• EXTRACTED TEXT:
■ ■ ■ ■

Yeah Harlan, this is Kevin. You’re right. The 8% sequential growth is driven impart via the growth of GS5 ramp of GS5 moving into Q2, but at the top level it’s also growth in the Chinese OEMs. We see overall growth as we look into Q2 for actual both of those and I’ll turn it over to Peter in terms of 3G versus 4G.

Peter Santos

In the second quarter Harlan, generally it’s probably an equal mix of 3G and 4G, but there are some I would say pockets of greater strength in 4G including for example for some of the Yulong devices, Yulong Coolpad devices where they have a strong and strengthened exposition in the China market in 4G devices.

Harlan Sur – JP Morgan

Got it. And then on the last call, you were pretty optimistic on the prospects of getting design wins with your smart audio codec product 75x family that you’ve talked about. And you also talked about on the last call, having about seven or eight major engagements with the potential for meaningful second half revenue contribution and based on your prepared remarks today, it looks like you have secured design wins and you are expecting revenues from this in the second half. So the question is are these with multiple customers and are these on multiple smartphone models? And can you just remind us on sort of the rough dollar content step up on the eS75 family versus kind of your standalone voice processors?

Peter Santos

Thanks, Harlan, it’s Peter. On our progress in the market we’re very much on track with where we expected to be in terms of market traction for the codec process products. We’ve been qualified at a number of major accounts and are in progress at additional accounts and our view that we expressed in the last call that would be at least single digit percentages, mid-single digit percentages for our codec product by the second half of the year is still the case today.

■ ■ ■ ■

• AVAILABLE DATA:
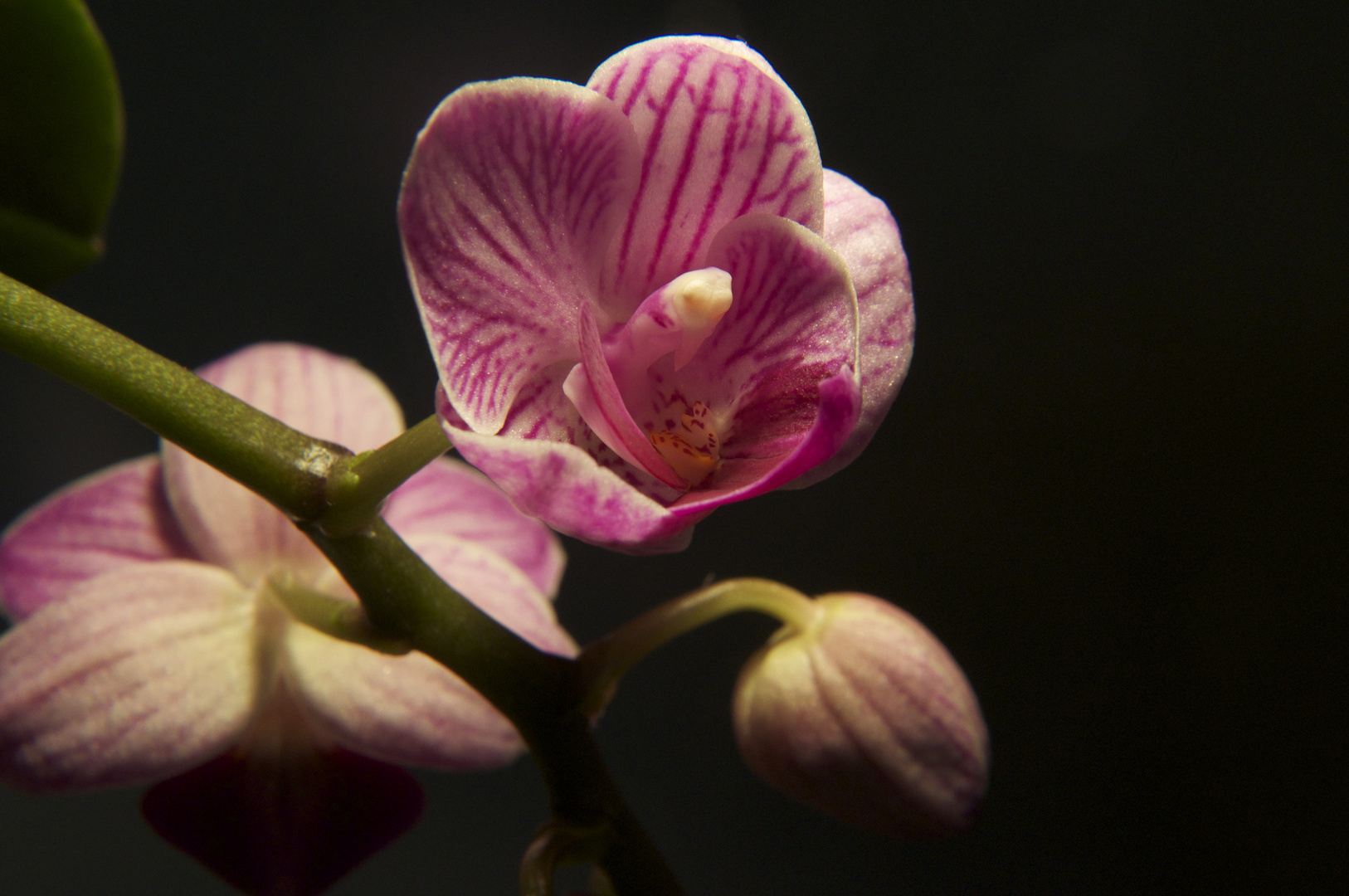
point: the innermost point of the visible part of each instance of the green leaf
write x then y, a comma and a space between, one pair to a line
61, 133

■ ■ ■ ■

• WRITTEN TASKS:
1) Update the earnings call transcript: write it out from "Yeah Harlan, this" to "3G versus 4G.", replacing "Chinese OEMs" with "Chinese handset makers".
2) Write what comes next in the earnings call transcript, picking up after its final sentence.

• ANSWERS TO THE EXERCISE:
1)
Yeah Harlan, this is Kevin. You’re right. The 8% sequential growth is driven impart via the growth of GS5 ramp of GS5 moving into Q2, but at the top level it’s also growth in the Chinese handset makers. We see overall growth as we look into Q2 for actual both of those and I’ll turn it over to Peter in terms of 3G versus 4G.

2)
Kevin Palatnik

And Harlan, this is Kevin. In terms of pricing given the marriage of our fourth generation eS705 voice processor along with the analog circuitry and the codec, we expect pricing in that space to be around 2x may be a little less than 2x or standalone voice processor. So it should represent pretty significant step up in average ASPs.

Harlan Sur – JP Morgan

Yeah, great. Thanks. And then thanks Peter for the update on China Mobile. I think you talked about the voice quality spec being realized later this year for 4G, but I guess the bigger question is having spec put in place really impact the design win traction with the China 4G smartphone suppliers? I would think that they would have to design in your products now anyway in anticipation of the potential mandate getting put in place. So in other words, are you already starting to see your design win and attached rates to upcoming 4G China Mobile smartphones starting to increase?

Peter Santos

Yes Harlan we are. The way that process works between China Mobile and its OEM is that there is an advance notice of specs emerging. So for example with, the lease of the 3G spec there was an indication there would be a 4G spec that was coming. The mandate of course won’t go into effect until later, but there is an effect in which OEMs learn in advance the spec is coming and we’re seeing the results of that in our business in China.

Harlan Sur – JP Morgan

Great. And my last question and I’ll get back into the queue. Kevin if I back up OpEx mid guidance looks like it’s growing about 4% or 5% sequentially. I mean obviously you’re still generating good operating leverage because it’s growing slower than your top-line. But can you just help us understand where the incremental OpEx is being allocated to currently? And then how should we think about OpEx as we move through the second half of the year?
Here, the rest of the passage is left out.